## Instruções
1. Diga se cada afirmação concorda com o trecho citado, respondendo sim ou não e transcrevendo as palavras exatas do trecho que decidem a questão: (a) Maria Gabriela Perin ficou órfã de pai quando era recém-nascida; (b) a relação mencionada no testemunho dela durou a vida inteira; (c) segundo o trecho, visita-se o futuro para curar as feridas.
2. Escreva a continuação do trecho citado sobre jovens e idosos, partindo da última frase apresentada.

Capítulo VI
JOVENS COM RAÍZES
Arriscar juntos
198.
O amor que se dá e age, muitas vezes erra.
Aquele
que actua, aquele que arrisca, frequentemente comete erros.
A
propósito, pode revelar-se interessante o testemunho de Maria Gabriela Perin,
que, recém-nascida, ficou órfã de pai e reflecte como isso influiu na sua vida,
numa relação que não durou, mas fez dela mãe e agora avó: «O que sei é que Deus
cria histórias.
Na
sua genialidade e misericórdia, Ele pega nos nossos triunfos e fracassos e tece
lindas tapeçarias que estão cheias de ironia.
O
reverso do tecido pode parecer confuso com os seus fios emaranhados - os
acontecimentos da nossa vida - e talvez seja este lado que não nos deixa em paz
quando temos dúvidas.
Quando
as pessoas mais velhas olham com atenção a vida, com frequência compreendem
instintivamente o que está por trás dos fios emaranhados e reconhecem o que
Deus faz criativamente até mesmo com os nossos erros.
199.
Se caminharmos juntos, jovens e idosos, poderemos estar bem enraizados no
presente e, daqui, visitar o passado e o futuro: visitar o passado, para
aprender da história e curar as feridas que às vezes nos condicionam; visitar o
futuro, para alimentar o entusiasmo, fazer germinar os sonhos, suscitar
profecias, fazer florescer as esperanças.

## Linhas de dados
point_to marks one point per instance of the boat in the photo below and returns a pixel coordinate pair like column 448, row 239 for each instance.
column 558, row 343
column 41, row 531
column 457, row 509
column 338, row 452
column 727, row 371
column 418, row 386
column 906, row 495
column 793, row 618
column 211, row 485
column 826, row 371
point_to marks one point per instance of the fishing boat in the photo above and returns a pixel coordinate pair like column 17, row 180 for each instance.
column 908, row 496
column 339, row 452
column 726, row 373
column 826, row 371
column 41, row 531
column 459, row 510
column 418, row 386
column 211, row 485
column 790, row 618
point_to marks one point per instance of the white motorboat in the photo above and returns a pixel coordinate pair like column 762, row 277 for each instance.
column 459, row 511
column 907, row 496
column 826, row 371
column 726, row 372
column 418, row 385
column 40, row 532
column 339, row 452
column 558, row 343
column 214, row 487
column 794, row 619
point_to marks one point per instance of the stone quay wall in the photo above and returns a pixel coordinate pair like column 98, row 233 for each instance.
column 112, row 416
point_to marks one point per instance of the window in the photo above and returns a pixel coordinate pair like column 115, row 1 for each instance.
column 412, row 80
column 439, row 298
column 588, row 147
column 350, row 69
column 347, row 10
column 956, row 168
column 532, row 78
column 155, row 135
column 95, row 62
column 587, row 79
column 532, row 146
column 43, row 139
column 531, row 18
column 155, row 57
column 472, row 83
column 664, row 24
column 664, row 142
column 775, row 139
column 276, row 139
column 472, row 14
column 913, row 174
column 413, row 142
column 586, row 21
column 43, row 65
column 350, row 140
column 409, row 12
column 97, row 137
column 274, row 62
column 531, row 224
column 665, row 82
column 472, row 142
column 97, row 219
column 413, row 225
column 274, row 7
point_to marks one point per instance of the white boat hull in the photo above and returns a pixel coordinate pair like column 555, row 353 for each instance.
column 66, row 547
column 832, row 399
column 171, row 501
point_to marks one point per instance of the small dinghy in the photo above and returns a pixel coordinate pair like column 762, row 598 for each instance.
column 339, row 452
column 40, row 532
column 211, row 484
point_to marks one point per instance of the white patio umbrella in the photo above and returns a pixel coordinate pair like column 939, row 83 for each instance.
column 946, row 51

## Respostas
1.
(a) Sim: «recém-nascida, ficou órfã de pai».
(b) Não: «numa relação que não durou».
(c) Não: «visitar o passado, para aprender da história e curar as feridas».

2.
Assim
unidos, poderemos aprender uns com os outros, acalentar os corações, inspirar
as nossas mentes com a luz do Evangelho e dar nova força às nossas mãos.
200.
As raízes não são âncoras que nos prendem a outros tempos, impedindo de nos
encarnarmos no mundo actual para fazer nascer uma realidade nova.
Pelo
contrário, são um ponto de aprofundamento que nos permite crescer e responder
aos novos desafios.
Sendo
assim, não aproveita «sentarmo-nos a recordar com saudade os tempos passados;
devemos tomar a peito, com realismo e amor, a nossa cultura e enchê-la de
Evangelho.
Somos
enviados hoje a anunciar a Boa Nova de Jesus aos tempos novos.
Temos
de amar o nosso tempo com as suas possibilidades e riscos, com as suas alegrias
e sofrimentos, com as suas riquezas e limites, com os seus sucessos e erros»[2].
201.
No Sínodo, um dos jovens auditores, vindo das Ilhas Samoa, disse que a Igreja é
uma canoa, na qual os idosos ajudam a manter a rota, interpretando a posição
das estrelas, e os jovens remam com força imaginando o que os espera mais além.
Não
nos deixemos extraviar nem pelos jovens que pensam que os adultos são um
passado que já não conta, que já está superado, nem pelos adultos que julgam
saber sempre como se deveriam comportar os jovens.
O
melhor é subirmos todos para a mesma canoa e, juntos, procurarmos um mundo
melhor, sob o impulso sempre novo do Espírito Santo.
Capítulo VII
A PASTORAL DOS JOVENS
202.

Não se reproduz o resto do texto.